§ **Dataset entries**:
►

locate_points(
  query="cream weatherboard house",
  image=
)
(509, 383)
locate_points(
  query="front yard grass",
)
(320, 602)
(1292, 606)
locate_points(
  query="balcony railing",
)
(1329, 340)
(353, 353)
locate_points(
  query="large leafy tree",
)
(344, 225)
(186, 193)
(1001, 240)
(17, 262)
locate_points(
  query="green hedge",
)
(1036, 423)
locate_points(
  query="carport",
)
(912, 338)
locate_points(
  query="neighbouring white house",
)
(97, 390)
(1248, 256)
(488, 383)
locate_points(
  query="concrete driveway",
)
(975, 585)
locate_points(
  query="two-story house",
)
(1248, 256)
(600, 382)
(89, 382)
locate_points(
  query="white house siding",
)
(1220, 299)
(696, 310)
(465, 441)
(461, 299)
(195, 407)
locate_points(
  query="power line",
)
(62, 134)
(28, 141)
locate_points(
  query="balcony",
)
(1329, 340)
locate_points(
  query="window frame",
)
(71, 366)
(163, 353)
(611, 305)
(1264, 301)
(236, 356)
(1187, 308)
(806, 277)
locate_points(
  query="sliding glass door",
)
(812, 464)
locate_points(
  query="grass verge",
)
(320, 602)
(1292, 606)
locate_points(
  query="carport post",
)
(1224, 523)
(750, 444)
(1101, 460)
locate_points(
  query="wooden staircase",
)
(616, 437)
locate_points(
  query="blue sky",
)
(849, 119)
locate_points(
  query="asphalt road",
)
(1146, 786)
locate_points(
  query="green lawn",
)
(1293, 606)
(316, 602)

◄

§ **PROBLEM TO WORK ON**: Print the records above exactly as they appear.

§ **TASK RESULT**:
locate_points(
  query="cream weatherboard house",
  image=
)
(509, 383)
locate_points(
  query="front yard grass",
)
(320, 602)
(1292, 606)
locate_points(
  query="balcony railing",
)
(1329, 340)
(353, 353)
locate_points(
  query="large leafy tree",
)
(344, 225)
(186, 193)
(1001, 240)
(17, 262)
locate_points(
  query="green hedge",
)
(1036, 423)
locate_points(
  query="carport",
)
(912, 338)
locate_points(
  query="neighbouring white house",
)
(97, 390)
(1248, 256)
(488, 383)
locate_points(
  query="concrete driveway",
)
(975, 585)
locate_points(
  query="two-story house",
)
(1248, 256)
(600, 382)
(89, 382)
locate_points(
  query="white house siding",
)
(1220, 299)
(696, 310)
(465, 441)
(461, 299)
(195, 407)
locate_points(
  query="power line",
)
(62, 134)
(28, 141)
locate_points(
  query="balcony",
)
(1329, 340)
locate_points(
  query="window frame",
)
(71, 366)
(163, 353)
(611, 305)
(1264, 301)
(236, 356)
(1187, 308)
(806, 277)
locate_points(
  query="sliding glass door",
)
(812, 464)
locate_points(
  query="grass verge",
)
(320, 602)
(1292, 606)
locate_points(
  query="carport post",
)
(1224, 523)
(750, 444)
(1101, 460)
locate_points(
  query="wooden staircase",
)
(616, 437)
locate_points(
  query="blue sky",
)
(849, 119)
locate_points(
  query="asphalt road",
)
(1146, 786)
locate_points(
  query="green lawn",
)
(1293, 606)
(316, 602)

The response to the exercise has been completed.